Reproduce verbatim the lines starting at the one that contains "exam table in the photo above." and ending at the last line of the rows.

* start Material *

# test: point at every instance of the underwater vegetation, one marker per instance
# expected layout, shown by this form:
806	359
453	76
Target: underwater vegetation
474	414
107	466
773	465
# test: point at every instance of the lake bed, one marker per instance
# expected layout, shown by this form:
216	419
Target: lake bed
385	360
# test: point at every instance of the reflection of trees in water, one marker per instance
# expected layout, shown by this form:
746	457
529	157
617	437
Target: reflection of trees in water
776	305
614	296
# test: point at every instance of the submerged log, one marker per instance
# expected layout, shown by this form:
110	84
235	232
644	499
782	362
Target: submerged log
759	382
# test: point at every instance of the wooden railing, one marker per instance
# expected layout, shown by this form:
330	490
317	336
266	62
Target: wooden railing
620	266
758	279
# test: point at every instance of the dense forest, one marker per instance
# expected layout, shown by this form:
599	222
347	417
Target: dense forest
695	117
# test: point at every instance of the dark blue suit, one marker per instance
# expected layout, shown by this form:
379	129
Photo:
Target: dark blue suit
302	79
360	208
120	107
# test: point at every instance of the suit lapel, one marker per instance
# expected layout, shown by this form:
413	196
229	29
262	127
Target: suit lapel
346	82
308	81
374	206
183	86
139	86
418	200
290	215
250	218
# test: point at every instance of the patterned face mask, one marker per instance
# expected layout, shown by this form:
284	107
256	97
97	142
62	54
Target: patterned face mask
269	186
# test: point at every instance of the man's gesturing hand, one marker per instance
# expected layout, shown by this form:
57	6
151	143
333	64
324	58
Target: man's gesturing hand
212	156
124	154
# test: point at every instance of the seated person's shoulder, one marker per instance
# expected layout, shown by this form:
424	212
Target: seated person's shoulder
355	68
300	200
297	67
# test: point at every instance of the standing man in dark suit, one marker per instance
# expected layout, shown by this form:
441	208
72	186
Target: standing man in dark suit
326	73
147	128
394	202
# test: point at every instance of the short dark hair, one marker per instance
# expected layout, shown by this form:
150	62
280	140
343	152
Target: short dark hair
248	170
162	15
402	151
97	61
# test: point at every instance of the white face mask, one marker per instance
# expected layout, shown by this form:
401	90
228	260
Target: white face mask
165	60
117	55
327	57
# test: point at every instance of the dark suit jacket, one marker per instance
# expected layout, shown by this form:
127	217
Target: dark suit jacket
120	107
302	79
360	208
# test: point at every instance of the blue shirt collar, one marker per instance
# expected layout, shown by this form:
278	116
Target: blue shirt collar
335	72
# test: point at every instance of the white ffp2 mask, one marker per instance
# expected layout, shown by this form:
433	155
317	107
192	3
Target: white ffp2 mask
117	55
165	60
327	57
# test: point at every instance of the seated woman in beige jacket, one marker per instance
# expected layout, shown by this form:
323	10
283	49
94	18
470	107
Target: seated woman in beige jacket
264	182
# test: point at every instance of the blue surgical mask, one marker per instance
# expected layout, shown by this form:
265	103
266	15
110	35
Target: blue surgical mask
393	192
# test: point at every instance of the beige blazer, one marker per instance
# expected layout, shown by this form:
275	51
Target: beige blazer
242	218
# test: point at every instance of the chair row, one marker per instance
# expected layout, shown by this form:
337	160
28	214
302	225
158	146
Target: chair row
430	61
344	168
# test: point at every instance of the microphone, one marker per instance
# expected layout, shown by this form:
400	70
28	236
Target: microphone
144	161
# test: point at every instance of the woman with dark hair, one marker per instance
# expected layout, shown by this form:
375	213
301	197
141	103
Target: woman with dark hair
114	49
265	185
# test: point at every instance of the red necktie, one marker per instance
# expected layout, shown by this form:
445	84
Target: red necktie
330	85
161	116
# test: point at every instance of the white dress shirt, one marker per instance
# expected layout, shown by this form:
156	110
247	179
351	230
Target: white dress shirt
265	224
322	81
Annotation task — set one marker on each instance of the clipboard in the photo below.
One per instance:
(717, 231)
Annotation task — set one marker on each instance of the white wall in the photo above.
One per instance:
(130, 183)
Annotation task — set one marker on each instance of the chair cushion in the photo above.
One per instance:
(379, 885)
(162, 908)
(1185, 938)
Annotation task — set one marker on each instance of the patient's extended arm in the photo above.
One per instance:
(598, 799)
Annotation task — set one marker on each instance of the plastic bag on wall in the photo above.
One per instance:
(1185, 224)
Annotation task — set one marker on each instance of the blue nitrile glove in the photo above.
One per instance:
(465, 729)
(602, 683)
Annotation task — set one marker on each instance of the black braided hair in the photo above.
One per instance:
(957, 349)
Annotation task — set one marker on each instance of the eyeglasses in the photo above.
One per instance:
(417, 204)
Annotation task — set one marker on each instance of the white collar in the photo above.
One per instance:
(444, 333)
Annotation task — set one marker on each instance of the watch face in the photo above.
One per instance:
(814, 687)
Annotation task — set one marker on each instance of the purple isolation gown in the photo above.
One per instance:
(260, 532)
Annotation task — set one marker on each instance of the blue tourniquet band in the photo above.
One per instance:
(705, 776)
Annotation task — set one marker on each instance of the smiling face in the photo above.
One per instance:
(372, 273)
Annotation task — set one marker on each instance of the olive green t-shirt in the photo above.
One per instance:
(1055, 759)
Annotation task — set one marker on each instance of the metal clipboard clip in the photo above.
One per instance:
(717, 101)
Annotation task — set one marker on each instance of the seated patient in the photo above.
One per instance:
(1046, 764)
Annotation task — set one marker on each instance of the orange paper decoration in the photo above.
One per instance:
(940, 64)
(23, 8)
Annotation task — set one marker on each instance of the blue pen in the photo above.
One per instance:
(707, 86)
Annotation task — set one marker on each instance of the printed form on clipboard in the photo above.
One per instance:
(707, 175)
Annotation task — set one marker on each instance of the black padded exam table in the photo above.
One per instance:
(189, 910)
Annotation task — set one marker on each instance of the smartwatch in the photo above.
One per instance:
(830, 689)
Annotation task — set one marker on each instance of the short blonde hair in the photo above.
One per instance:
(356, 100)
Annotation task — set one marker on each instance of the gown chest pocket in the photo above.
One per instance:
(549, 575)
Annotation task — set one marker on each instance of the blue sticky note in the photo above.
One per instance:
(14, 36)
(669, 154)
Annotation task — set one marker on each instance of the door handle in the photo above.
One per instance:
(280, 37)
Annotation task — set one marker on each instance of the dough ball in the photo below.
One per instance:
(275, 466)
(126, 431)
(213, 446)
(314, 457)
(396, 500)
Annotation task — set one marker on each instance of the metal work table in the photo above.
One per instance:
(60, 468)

* end Material *

*Exercise solution:*
Annotation task — set one marker on each instance of the black padded exam table in the photo above.
One per instance:
(189, 910)
Annotation task — set one marker on each instance of the smartwatch in the photo above.
One per instance:
(830, 689)
Annotation task — set one marker on each instance of the short blonde hair in the photo above.
One per instance:
(356, 100)
Annotation task — set one marker on each instance of the gown chest pocket in the photo above.
One per instance:
(549, 575)
Annotation task — set one marker on each instance of the blue sticky note in the photo above.
One per instance:
(14, 36)
(669, 154)
Annotation task — set one marker on each instance of the door handle in the photo above.
One per instance:
(280, 37)
Annotation task — set one marker on each instance of the dough ball in the photo below.
One per instance:
(275, 466)
(126, 431)
(213, 446)
(314, 457)
(396, 500)
Annotation task — set one marker on each instance of the metal work table in the photo above.
One per instance:
(60, 468)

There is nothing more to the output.